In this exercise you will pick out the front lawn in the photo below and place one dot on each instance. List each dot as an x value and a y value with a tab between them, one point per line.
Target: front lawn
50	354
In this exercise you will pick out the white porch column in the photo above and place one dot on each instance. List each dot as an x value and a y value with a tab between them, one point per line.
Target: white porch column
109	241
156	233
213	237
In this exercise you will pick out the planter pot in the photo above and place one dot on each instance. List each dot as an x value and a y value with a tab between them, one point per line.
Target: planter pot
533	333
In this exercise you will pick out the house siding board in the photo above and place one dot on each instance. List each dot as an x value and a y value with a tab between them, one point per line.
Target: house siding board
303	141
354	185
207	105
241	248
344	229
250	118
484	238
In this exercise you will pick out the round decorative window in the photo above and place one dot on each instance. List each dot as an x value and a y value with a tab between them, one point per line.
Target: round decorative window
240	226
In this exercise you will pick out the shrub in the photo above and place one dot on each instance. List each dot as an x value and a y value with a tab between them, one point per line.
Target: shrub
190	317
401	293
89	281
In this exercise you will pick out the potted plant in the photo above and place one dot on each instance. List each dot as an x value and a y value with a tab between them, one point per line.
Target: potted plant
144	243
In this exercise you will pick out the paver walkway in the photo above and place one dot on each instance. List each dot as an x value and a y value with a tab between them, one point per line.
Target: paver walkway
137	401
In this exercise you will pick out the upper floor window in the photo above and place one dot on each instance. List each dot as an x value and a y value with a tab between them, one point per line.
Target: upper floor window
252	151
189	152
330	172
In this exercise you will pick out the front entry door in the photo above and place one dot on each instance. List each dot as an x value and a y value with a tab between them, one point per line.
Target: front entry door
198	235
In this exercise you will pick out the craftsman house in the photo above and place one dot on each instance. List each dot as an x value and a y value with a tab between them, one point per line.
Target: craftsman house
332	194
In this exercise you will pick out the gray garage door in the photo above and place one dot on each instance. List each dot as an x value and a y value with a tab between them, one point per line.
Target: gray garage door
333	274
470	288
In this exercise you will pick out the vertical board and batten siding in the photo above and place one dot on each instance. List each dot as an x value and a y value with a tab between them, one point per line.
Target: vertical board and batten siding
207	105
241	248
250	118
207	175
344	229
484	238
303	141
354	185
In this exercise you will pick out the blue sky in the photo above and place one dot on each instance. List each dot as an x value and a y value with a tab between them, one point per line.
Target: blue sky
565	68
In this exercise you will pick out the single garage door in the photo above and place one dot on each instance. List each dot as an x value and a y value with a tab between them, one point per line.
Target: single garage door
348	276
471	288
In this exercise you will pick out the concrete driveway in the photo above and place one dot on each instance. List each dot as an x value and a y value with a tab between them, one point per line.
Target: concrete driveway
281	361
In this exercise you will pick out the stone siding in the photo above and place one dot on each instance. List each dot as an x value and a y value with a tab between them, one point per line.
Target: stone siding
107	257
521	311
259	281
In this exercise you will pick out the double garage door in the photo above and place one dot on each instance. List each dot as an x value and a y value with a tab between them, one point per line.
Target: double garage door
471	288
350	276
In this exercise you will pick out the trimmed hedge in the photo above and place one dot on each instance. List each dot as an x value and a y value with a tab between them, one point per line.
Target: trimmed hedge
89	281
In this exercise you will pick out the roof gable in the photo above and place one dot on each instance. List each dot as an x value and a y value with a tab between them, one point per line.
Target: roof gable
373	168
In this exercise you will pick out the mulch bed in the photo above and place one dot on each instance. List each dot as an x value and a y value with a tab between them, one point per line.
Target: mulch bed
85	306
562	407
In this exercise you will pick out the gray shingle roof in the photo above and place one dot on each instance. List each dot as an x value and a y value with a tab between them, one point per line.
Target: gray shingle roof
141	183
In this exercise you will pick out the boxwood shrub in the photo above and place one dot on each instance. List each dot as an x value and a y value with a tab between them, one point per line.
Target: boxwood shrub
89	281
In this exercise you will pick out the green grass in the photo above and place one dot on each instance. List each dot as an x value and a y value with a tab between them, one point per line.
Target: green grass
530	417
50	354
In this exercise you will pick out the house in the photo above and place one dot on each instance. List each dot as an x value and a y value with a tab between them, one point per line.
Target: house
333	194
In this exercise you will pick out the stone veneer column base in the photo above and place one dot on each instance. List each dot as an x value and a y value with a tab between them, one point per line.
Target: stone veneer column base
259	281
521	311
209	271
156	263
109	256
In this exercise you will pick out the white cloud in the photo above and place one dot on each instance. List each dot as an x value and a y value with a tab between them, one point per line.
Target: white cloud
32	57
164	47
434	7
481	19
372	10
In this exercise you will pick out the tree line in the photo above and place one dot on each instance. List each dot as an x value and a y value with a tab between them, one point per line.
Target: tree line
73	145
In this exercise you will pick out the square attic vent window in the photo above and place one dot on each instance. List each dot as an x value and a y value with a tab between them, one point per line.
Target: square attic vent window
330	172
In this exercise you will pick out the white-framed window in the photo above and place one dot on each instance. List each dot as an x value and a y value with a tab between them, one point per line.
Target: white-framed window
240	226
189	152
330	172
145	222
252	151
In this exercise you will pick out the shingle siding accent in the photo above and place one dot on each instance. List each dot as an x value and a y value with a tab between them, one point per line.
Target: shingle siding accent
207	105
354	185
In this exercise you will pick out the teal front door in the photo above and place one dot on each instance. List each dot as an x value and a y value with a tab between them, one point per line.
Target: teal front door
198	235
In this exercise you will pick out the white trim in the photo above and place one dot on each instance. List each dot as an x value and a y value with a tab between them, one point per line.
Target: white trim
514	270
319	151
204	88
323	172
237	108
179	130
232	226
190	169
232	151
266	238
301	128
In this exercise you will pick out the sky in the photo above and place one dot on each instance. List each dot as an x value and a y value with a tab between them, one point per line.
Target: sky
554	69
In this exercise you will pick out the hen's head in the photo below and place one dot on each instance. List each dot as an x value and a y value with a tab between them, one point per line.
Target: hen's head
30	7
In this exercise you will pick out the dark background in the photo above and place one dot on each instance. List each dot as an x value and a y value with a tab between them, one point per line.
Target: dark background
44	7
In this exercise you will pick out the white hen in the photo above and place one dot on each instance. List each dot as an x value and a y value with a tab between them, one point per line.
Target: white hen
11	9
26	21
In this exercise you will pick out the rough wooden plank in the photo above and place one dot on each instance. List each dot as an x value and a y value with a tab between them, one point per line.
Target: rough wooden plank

-------

Objective >>
Rewrite all of the material above, replacing "pick out" with "locate" wherever it occurs and leaving everything else unchanged.

Answer to the exercise >>
In this exercise you will locate the front lawn in the photo below and place one dot on each instance. List each dot as an x value and a y value with a tab between them, one point per line.
Target: front lawn
50	354
In this exercise you will locate the white porch column in the photo above and place one dot on each instance. List each dot as an x value and a y value with a tab between them, one point per line.
Target: white porch column
109	241
156	233
213	237
In this exercise you will locate the planter pot in the photo above and place one dot on each instance. List each dot as an x value and a y value with a tab between them, one point per line.
Target: planter pot
533	333
In this exercise you will locate the house siding board in the photo above and place one dot on each instance. List each dot as an x value and a y value with a tab between them, one point per line.
Target: house siding board
303	141
354	185
207	105
241	248
344	229
250	118
484	238
In this exercise you will locate the round decorative window in the photo above and place one dot on each instance. List each dot as an x value and a y value with a tab between them, one point per line.
Target: round decorative window
240	226
In this exercise you will locate the shrub in the photo above and place one dot on each instance. List each dot as an x value and a y value with a tab between them, one point per line.
Target: shrub
190	317
401	293
89	281
In this exercise you will locate the potted plant in the photo above and place one dot on each instance. List each dot as an x value and a y value with a tab between them, one point per line.
Target: potted plant
144	243
In this exercise you will locate the paver walkway in the photo above and place one dot on each instance. List each dot as an x value and a y value with a tab between them, one point per line.
Target: paver walkway
137	401
In this exercise you will locate the upper floor window in the photo above and place one dot on each instance. List each dot as an x value and a y value with a tab between them, one point per line.
Target: upper floor window
252	151
189	152
330	172
In this exercise you will locate the front entry door in the photo above and place one dot on each instance. List each dot as an x value and a y value with a tab between them, one point per line.
Target: front entry door
198	235
In this exercise you will locate the craftsman house in the photo above and place one dot on each instance. List each dot as an x value and a y value with a tab between them, one point per line.
Target: craftsman house
332	194
In this exercise you will locate the gray garage door in the photo above and place one dot on each instance. List each dot as an x value and a y value with a tab between them, one point per line.
Target: gray garage door
333	274
470	288
In this exercise you will locate the vertical board and batten siding in the photo above and place one dot on each instance. List each dot as an x value and a y value with a tab between them, one point per line.
Target: vertical board and batten siding
207	105
241	248
250	118
207	175
344	229
484	238
303	141
354	185
In this exercise you will locate the blue sky in the photo above and place one dot on each instance. List each dot as an x value and a y value with a tab between them, one point per line.
Target: blue sky
565	68
In this exercise you will locate the single garage door in the photo above and place one dot on each instance. List each dot as an x value and a y value with a tab between them, one point per line.
Target: single garage door
348	276
471	288
In this exercise you will locate the concrete driveway in the photo above and place one dot on each instance. List each dot as an x value and a y value with a tab between them, one point per line.
Target: concrete driveway
281	361
In this exercise you will locate the stone siding in the photo above and place one dot on each instance. List each dot as an x value and a y value with a tab between them, one point per line.
Target: stone siding
107	257
521	311
259	281
In this exercise you will locate the double garage door in the photo above and place one dot on each instance. List each dot as an x value and a y value with a tab between them, one point per line.
Target: double garage door
471	288
350	276
In this exercise you will locate the trimmed hedge in the photo above and place one dot on each instance. List each dot as an x value and a y value with a tab between them, one point per line.
Target: trimmed hedge
89	281
In this exercise you will locate the roof gable in the photo above and place one dot on each instance. List each dot as an x value and a y value with a tab between them, one point per line.
Target: roof gable
373	168
In this exercise you will locate the mulch bed in the photo above and place one dot on each instance. List each dot as an x value and a y value with a tab between them, one point per line.
Target: mulch bed
85	306
562	407
In this exercise you will locate the gray shingle roof in the photo above and place one dot on each instance. List each dot as an x value and a y value with a tab between them, one point per line.
Target: gray shingle roof
141	183
In this exercise you will locate the boxwood shrub in the photo above and place one dot on each instance. List each dot as an x value and a y value with a tab between them, one point per line.
Target: boxwood shrub
89	281
In this exercise you will locate the green grass in the photo above and place one dot on each instance. List each dot as an x value and a y value with a tab between them, one point per line.
Target: green grass
530	417
50	354
In this exercise you will locate the house in the photo above and place one dot on each instance. List each dot as an x value and a y value with a tab between them, one point per line.
Target: house
333	194
In this exercise you will locate the stone veneer column base in the photo above and place one dot on each instance. List each dot as an x value and a y value with a tab between them, one point per line.
Target: stone veneer column base
259	281
521	311
209	271
156	263
109	256
In this exercise you will locate the white cloud in the photo above and place one dot on each instance. List each dot as an x value and a y value with a tab between them, one point per line.
Target: white cloud
32	57
164	47
434	7
481	19
372	10
In this exercise you will locate the tree line in the photo above and place one dot on each instance. List each dot as an x value and a y value with a tab between them, one point per line.
Target: tree line
73	145
In this exercise you will locate the square attic vent window in the photo above and place one dot on each instance. List each dot as an x value and a y value with a tab between them, one point per line.
Target: square attic vent window
330	172
In this exercise you will locate the white-framed window in the photo above and place one dot on each instance. List each dot as an x value and a y value with a tab between them, one point per line.
Target: white-framed window
240	226
189	152
330	172
145	222
252	151
In this exercise you will locate the shingle siding accent in the photo above and place one dot on each instance. List each dot as an x value and a y value with a tab between them, one point per line.
Target: shingle siding accent
207	105
354	185
In this exercise you will locate the teal front door in the photo above and place one dot on each instance. List each dot as an x value and a y value with a tab between them, one point per line.
Target: teal front door
198	235
In this exercise you will locate the white trim in the photo above and place one dot on each instance. List each dot as an x value and a y value with a tab between them, one point per line.
Target: white trim
514	270
319	151
204	88
323	172
237	108
179	130
232	226
190	169
232	151
266	238
301	128
In this exercise you will locate the sky in the photo above and place one dot on each instance. List each dot as an x value and a y value with a tab between them, one point per line.
Target: sky
554	69
In this exercise you will locate the hen's head in the photo below and place one dot on each instance. List each dot as an x value and a y value with a tab between them, one point per line.
Target: hen's head
30	7
In this exercise you will locate the dark background in the photo above and place one dot on each instance. List each dot as an x value and a y value with a tab between them, one point per line.
Target: dark background
44	7
In this exercise you will locate the white hen in the photo above and place one dot on each instance. List each dot as an x value and a y value with a tab between them, one point per line.
Target: white hen
11	9
26	21
In this exercise you will locate the rough wooden plank in the photo above and place one dot on each instance. List each dot as an x value and a y value with a tab between them, one point per line.
Target: rough wooden plank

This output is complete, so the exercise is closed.